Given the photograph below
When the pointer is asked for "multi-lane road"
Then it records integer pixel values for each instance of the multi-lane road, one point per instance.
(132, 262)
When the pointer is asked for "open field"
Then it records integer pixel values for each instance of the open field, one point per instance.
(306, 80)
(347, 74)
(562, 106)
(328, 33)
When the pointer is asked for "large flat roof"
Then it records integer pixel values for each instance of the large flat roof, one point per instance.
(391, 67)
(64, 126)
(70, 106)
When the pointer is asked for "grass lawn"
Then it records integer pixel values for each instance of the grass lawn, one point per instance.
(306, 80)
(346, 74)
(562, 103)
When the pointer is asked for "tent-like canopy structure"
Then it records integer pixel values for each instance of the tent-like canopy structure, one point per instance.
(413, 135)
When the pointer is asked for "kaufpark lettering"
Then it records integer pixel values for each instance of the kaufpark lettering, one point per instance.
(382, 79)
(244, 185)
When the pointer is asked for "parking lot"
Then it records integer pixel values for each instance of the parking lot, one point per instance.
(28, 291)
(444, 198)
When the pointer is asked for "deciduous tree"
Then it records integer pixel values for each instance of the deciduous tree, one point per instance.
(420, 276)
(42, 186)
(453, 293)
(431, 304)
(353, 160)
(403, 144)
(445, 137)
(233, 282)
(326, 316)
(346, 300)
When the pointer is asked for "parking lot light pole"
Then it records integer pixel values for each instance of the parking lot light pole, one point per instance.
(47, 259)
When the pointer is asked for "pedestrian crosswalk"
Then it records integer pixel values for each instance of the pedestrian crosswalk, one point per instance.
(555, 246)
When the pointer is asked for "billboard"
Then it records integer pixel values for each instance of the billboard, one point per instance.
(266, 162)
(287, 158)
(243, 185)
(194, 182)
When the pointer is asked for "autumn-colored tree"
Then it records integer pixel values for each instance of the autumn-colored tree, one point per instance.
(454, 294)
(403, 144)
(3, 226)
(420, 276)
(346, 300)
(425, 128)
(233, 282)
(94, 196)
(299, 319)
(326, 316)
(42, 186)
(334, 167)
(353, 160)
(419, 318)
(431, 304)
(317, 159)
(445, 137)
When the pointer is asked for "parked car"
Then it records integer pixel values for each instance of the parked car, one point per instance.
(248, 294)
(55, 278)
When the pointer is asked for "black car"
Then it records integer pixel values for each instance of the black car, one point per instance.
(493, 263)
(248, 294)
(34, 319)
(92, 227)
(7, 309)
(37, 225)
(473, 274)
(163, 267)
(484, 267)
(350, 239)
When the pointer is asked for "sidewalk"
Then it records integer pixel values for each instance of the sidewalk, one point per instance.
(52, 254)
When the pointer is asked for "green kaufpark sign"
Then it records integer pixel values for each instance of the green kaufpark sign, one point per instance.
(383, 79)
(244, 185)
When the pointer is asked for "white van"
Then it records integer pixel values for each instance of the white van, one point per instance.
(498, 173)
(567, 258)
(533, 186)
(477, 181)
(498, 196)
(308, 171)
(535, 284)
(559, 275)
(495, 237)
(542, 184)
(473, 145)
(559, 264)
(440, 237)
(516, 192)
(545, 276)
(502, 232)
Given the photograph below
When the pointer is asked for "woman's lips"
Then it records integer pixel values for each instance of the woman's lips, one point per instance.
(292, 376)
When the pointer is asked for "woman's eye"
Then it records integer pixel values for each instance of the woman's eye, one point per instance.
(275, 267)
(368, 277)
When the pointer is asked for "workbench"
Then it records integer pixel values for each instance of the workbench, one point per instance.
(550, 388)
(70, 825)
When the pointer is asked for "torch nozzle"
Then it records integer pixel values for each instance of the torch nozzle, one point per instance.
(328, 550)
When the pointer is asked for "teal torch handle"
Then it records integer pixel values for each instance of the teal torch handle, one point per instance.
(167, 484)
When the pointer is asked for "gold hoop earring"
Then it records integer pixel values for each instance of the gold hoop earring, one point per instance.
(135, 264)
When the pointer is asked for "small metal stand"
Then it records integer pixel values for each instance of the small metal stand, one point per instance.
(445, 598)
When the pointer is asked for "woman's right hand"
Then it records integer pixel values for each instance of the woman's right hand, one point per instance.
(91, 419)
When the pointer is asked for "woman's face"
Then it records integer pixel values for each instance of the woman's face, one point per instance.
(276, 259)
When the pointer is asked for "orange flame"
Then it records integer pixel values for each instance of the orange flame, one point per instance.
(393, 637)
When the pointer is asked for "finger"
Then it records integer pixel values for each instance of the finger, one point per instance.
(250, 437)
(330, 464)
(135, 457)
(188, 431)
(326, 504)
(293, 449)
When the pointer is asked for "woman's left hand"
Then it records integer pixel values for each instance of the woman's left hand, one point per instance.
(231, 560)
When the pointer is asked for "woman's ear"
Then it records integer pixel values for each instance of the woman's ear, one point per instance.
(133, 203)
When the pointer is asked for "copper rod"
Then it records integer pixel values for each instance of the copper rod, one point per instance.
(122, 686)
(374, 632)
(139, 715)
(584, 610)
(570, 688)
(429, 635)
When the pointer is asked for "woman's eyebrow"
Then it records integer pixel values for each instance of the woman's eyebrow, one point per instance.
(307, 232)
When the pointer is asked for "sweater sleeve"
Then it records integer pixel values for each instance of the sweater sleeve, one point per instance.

____________

*Task directions*:
Output the entire listing above exactly, keeping each line as it is.

*Solution to the problem*:
Given the photograph below
When the pointer is asked for "multi-lane road"
Then it records integer pixel values for each instance of the multi-lane road, one point per instance.
(132, 262)
When the pointer is asked for "open field"
Then it records integer pixel values for each instance of the open field, one point per instance.
(306, 80)
(347, 74)
(562, 106)
(328, 33)
When the pointer is asked for "large flat roof"
Then it records integer pixel values for each instance of the large flat roof, one point per instance.
(391, 67)
(64, 126)
(70, 106)
When the pointer is asked for "grass lawn"
Then it records integer pixel values for each instance of the grass lawn, one point per instance.
(306, 80)
(346, 74)
(562, 103)
When the pointer is asked for "tent-like canopy structure"
Then it records integer pixel values for each instance of the tent-like canopy structure, one point per instance.
(413, 135)
When the pointer is asked for "kaufpark lettering"
Then it records integer pixel values for each instance of the kaufpark lettering, one point per instance.
(382, 79)
(244, 185)
When the pointer is asked for "parking lot"
Then it records integer pixel values for each instance of the parking lot, one point per instance.
(28, 291)
(444, 198)
When the pointer is asked for "deciduous tree"
Then it records integer pixel values for each instance of the deciduous tree, one point per instance.
(420, 276)
(42, 186)
(453, 293)
(431, 304)
(353, 160)
(403, 144)
(445, 137)
(233, 282)
(326, 316)
(346, 300)
When the pointer is asked for "parking lot light pole"
Then it records integer pixel values for each instance of the parking lot light pole, one point per instance.
(47, 259)
When the pointer is asked for "pedestrian crosswalk"
Then it records integer pixel values for each instance of the pedestrian crosswalk, one point per instance.
(555, 246)
When the pointer is asked for "billboard"
Then it records integer pixel values for each instance of the billboard, one point per instance.
(266, 162)
(287, 158)
(243, 185)
(194, 182)
When the pointer is asked for "autumn-colored tree"
Then it records integer pixel values for each instance of the autumn-colored tree, one point per instance.
(454, 294)
(403, 144)
(3, 226)
(420, 276)
(346, 300)
(425, 128)
(233, 282)
(94, 196)
(299, 319)
(326, 316)
(42, 186)
(334, 167)
(353, 160)
(419, 318)
(431, 304)
(317, 159)
(445, 137)
When the pointer is asked for "parked car"
Then it records integer pixel values for each instance of the parked car, one point per instance.
(248, 294)
(55, 278)
When the pointer is asked for "black car"
Then it records integer pixel values for each instance of the black car, one point per instance.
(493, 263)
(248, 294)
(34, 319)
(92, 227)
(7, 309)
(37, 225)
(473, 274)
(163, 267)
(484, 267)
(350, 239)
When the pointer is asked for "sidewalk"
Then it records integer pixel values for each instance of the sidewalk, one point per instance.
(52, 254)
When the pointer is asked for "green kaufpark sign"
Then it records integer pixel values for each instance of the green kaufpark sign, one point per instance.
(383, 79)
(244, 185)
When the pointer is asked for "white van"
Then it records integer pixel values for each instance of the white van, one point per instance.
(498, 173)
(567, 258)
(533, 186)
(477, 181)
(498, 196)
(308, 171)
(535, 284)
(559, 275)
(495, 237)
(542, 184)
(473, 145)
(559, 264)
(440, 237)
(516, 192)
(545, 276)
(502, 232)
Given the photograph below
When the pointer is asked for "woman's lips"
Then it records integer pixel values for each instance of the woman's lips, one point per instance.
(292, 376)
When the pointer is asked for "woman's eye"
Then it records integer pixel values for each instance of the woman's eye, one point per instance.
(275, 267)
(368, 277)
When the pointer is asked for "workbench"
Then it records integer pixel values for each instance of the workbench, one point per instance.
(550, 388)
(70, 825)
When the pointer is asked for "torch nozzle"
Then it records integer pixel values for each instance of the torch nozzle, one point per instance.
(328, 550)
When the pointer is asked for "teal torch handle"
Then it records integer pixel values for each instance of the teal torch handle, one point per instance.
(167, 484)
When the pointer is asked for "gold hoop earring"
Then it records integer pixel values for each instance of the gold hoop earring, one point per instance.
(135, 264)
When the pointer is asked for "small metal stand"
Then it records integer pixel values for each instance of the small metal stand, one point per instance.
(445, 598)
When the pointer is asked for "woman's right hand"
Then it records integer pixel values for each instance of the woman's right hand, one point per instance.
(91, 419)
When the pointer is asked for "woman's face"
Then it records integer pixel values for each instance of the woman's face, one point per instance.
(276, 259)
When the pointer is asked for "orange flame"
Then it records integer pixel values for each instance of the orange flame, one point per instance.
(393, 637)
When the pointer is asked for "finger"
Then it records integer pixel values for each instance of the finger, one point per instance.
(250, 437)
(330, 464)
(135, 457)
(188, 431)
(326, 504)
(293, 449)
When the pointer is asked for "woman's left hand"
Then it records integer pixel values for each instance of the woman's left hand, one point per instance.
(231, 560)
When the pointer is asked for "woman's ear"
Then it records integer pixel values for each instance of the woman's ear, one point per instance.
(133, 203)
When the pointer is asked for "copper rod"
Then it records integer pixel values for each instance of the copper rod, one point per instance.
(122, 686)
(374, 632)
(139, 715)
(584, 610)
(570, 688)
(429, 635)
When the pointer is asked for "woman's eyebrow"
Then it records integer pixel values for each instance of the woman's eyebrow, one point per instance.
(307, 232)
When the pointer is asked for "sweater sleeve"
Then it records integer pixel values for each instance of the sweater sleeve, one point per instance.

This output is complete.